-- BEGIN Records for this task --

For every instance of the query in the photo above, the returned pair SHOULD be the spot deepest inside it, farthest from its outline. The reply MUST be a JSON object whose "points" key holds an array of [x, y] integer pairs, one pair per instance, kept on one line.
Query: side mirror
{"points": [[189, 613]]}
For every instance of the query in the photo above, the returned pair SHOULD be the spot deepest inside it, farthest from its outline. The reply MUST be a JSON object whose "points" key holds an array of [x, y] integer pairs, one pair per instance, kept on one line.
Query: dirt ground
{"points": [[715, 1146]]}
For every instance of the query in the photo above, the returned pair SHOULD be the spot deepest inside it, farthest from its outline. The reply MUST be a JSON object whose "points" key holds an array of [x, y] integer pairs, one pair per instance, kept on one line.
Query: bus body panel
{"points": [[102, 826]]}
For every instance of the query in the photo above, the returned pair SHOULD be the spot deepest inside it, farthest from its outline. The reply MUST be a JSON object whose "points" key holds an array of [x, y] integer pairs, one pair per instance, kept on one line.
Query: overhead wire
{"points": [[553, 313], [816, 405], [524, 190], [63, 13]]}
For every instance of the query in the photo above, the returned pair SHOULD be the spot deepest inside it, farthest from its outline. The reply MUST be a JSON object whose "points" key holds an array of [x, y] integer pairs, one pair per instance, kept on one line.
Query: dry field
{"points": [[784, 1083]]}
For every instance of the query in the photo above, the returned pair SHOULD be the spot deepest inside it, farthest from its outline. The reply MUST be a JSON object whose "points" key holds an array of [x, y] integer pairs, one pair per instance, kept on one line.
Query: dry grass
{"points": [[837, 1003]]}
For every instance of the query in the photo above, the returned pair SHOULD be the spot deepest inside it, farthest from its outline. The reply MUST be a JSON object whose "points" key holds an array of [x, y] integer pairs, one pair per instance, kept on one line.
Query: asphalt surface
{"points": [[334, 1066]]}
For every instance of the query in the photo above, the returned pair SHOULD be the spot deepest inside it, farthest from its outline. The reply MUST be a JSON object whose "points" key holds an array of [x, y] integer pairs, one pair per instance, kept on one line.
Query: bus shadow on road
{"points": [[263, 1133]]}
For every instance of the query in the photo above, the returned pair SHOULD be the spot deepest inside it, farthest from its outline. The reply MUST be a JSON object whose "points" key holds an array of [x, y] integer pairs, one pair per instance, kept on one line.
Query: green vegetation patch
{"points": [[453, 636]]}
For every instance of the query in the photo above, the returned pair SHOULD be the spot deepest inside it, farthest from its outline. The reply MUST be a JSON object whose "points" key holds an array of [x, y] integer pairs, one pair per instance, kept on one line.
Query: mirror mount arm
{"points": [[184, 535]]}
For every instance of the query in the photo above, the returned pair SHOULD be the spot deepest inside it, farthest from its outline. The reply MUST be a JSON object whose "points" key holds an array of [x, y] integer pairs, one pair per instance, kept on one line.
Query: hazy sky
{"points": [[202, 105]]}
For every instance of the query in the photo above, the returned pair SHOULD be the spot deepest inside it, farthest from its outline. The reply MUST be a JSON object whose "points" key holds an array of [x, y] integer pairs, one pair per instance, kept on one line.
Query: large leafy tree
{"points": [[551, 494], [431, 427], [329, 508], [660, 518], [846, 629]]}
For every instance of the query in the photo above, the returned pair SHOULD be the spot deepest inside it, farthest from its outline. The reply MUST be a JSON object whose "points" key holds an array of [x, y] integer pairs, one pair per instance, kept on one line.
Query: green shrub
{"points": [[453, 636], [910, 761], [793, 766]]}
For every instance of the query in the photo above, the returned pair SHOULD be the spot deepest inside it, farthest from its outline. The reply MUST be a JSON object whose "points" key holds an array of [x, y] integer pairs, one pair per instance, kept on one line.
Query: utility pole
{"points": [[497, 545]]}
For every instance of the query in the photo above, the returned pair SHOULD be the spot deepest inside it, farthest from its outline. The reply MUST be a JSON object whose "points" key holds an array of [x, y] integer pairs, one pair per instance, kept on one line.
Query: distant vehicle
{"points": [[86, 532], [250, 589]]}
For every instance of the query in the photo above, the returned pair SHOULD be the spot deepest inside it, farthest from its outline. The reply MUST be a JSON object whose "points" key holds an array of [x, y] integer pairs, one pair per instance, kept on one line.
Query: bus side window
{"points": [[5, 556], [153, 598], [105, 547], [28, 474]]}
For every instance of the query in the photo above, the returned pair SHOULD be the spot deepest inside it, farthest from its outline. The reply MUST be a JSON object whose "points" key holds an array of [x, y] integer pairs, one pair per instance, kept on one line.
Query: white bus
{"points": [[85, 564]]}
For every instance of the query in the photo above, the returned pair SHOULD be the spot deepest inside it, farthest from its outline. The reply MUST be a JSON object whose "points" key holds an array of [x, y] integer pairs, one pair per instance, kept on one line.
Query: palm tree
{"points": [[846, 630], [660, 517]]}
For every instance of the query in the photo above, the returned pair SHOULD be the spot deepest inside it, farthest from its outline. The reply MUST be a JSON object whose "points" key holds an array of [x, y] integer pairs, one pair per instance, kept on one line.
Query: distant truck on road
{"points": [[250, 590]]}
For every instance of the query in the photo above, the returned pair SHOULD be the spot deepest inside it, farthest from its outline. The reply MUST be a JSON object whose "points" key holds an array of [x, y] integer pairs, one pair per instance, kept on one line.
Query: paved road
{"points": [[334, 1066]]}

-- END Records for this task --

Generate an exact reproduction of all entries.

For every instance of the query in the photo above, the returned pair SHOULD be the spot deepest inside it, farthest from its outline. The reply MUST be a JSON object whose "points" key holds an array of [x, y] integer pairs, one pair per instance, kept on one line.
Query: side mirror
{"points": [[189, 613]]}
For every instance of the query in the photo above, the returned pair SHOULD be the spot deepest inside it, farthest from its outline. The reply MUST be a JSON object whose "points" key holds an array of [x, y] integer pairs, one pair per instance, kept on one line.
Query: dirt ground
{"points": [[715, 1146]]}
For every instance of the query in the photo above, the returned pair SHOULD be the spot deepest inside it, farthest from its outline. The reply MUST be a JSON object whose "points" key holds an array of [x, y] integer pairs, one pair per instance, kept on one line.
Query: bus body panel
{"points": [[102, 826]]}
For every instance of the query in the photo above, the returned pair SHOULD be the spot deepest inside it, farthest from its outline. The reply MUST be a JSON object whose "points" key holds an array of [x, y] integer pairs, one pair per instance, kept on one line.
Query: overhead wire
{"points": [[553, 313], [816, 405], [524, 190], [63, 13]]}
For every instance of the query in the photo above, the returned pair SHOULD be the spot deepest inside it, farthest from its outline. The reply MUST be a JSON object whose "points" key holds an array of [x, y] integer pairs, one pair per instance, kept on one line.
Query: dry field
{"points": [[784, 1083]]}
For every instance of the query in the photo above, the returned pair SHOULD be the spot deepest inside it, farthest from its outline. The reply MUST be a JSON object whose "points" key holds an array of [x, y] integer pairs, one pair per instance, kept on one line.
Query: dry grass
{"points": [[837, 1003]]}
For every instance of the query in the photo above, the returned pair SHOULD be the spot deepest inside it, farthest from its outline. The reply MUST be a JSON object whose "points" key holds an array of [x, y] integer pairs, one pair per instance, kept on one line.
Query: asphalt surface
{"points": [[334, 1066]]}
For every instance of the query in the photo above, the returned pair SHOULD be the spot deepest inside it, farthest from its outline. The reply MUST be a JSON object whose "points" key holds an array of [x, y] integer pairs, one pair per instance, kept on one line.
Query: bus shadow on road
{"points": [[263, 1133]]}
For every instance of the query in the photo above, the returned pair SHOULD be the spot deepest inside it, farthest from its outline. The reply MUST be a JSON object whose "points" key holds an array of [x, y] integer pairs, one pair per instance, kept on one line.
Query: green vegetation patch
{"points": [[453, 636]]}
For every instance of the query in the photo above, the returned pair SHOULD be the spot deepest inside it, farthest from its outline. The reply MUST be a JSON object whose "points" key holds an array of [x, y] integer pairs, one pair per instance, kept on one line.
Query: mirror mount arm
{"points": [[184, 535]]}
For every instance of the query in the photo above, the returned pair SHOULD be the spot deepest inside it, farthest from its outline. The reply MUST be a JSON object whose "points" key holds an array of [x, y] integer pairs, one pair per instance, kept on one line.
Query: hazy sky
{"points": [[202, 105]]}
For every instance of the query in the photo above, the returned pair SHOULD be the spot deepest inside it, farthest from its outline. The reply MUST be a JSON object whose "points" key holds an array of [x, y] integer pairs, one pair per instance, kept on one line.
Query: large leafy tree
{"points": [[551, 494], [431, 427], [329, 508], [660, 518], [846, 629]]}
For every instance of the query in the photo above, the returned pair SHOULD be the spot deepest inside it, farthest from its outline. The reply MUST be a JSON object whose "points" key holds an array of [x, y] integer pairs, one pair per instance, kept on one line.
Query: green shrub
{"points": [[453, 636], [910, 761], [793, 766]]}
For every instance of the query in the photo above, the returned pair SHOULD be the spot deepest inside it, farthest from its outline. The reply MUST be a JSON object whose "points" key holds an array of [x, y] integer pairs, one pair per instance, kept on one line.
Query: utility pole
{"points": [[497, 545]]}
For every instance of the query in the photo above, the returned pair SHOULD be the spot deepest inside it, farthest from its outline. The reply MUST be a JSON object whose "points" key holds an array of [x, y] integer pairs, one pair per instance, kept on one line.
Query: distant vehicle
{"points": [[86, 532], [250, 589]]}
For every instance of the query in the photo above, the returned pair SHOULD be the spot deepest inside it, farthest from its outline. The reply MUST be a JSON object whose "points" key holds an array of [x, y] integer pairs, one pair per instance, kept on one line.
Query: bus side window
{"points": [[5, 556], [153, 598], [105, 547], [28, 474]]}
For every instance of the query in the photo above, the returned pair SHOULD be the spot deepest inside it, farthest from its outline. The reply MUST be a JSON object whose "points" key holds an array of [x, y] integer pairs, one pair per instance, kept on one line.
Query: white bus
{"points": [[85, 564]]}
For every instance of the query in the photo above, the returned pair SHOULD be the spot deepest inside it, farthest from its outline. The reply MUST be a JSON object whose "points" key holds an array of [x, y] integer pairs, one pair per instance, kept on one line.
Query: palm tree
{"points": [[846, 630], [660, 517]]}
For every instance of the query in the photo above, the returned pair SHOULD be the spot deepest inside it, farthest from its outline. The reply MUST be a JSON object whose "points" key holds an array of [x, y] integer pairs, one pair per instance, kept on one line.
Query: distant truck on road
{"points": [[250, 590]]}
For every instance of the query in the photo above, the returned pair SHOULD be the spot deepest inside it, farthest from its outline. The reply MUST be a JSON object whose "points" key holds an array of [x, y] integer pairs, one pair per instance, kept on one line.
Query: paved road
{"points": [[334, 1066]]}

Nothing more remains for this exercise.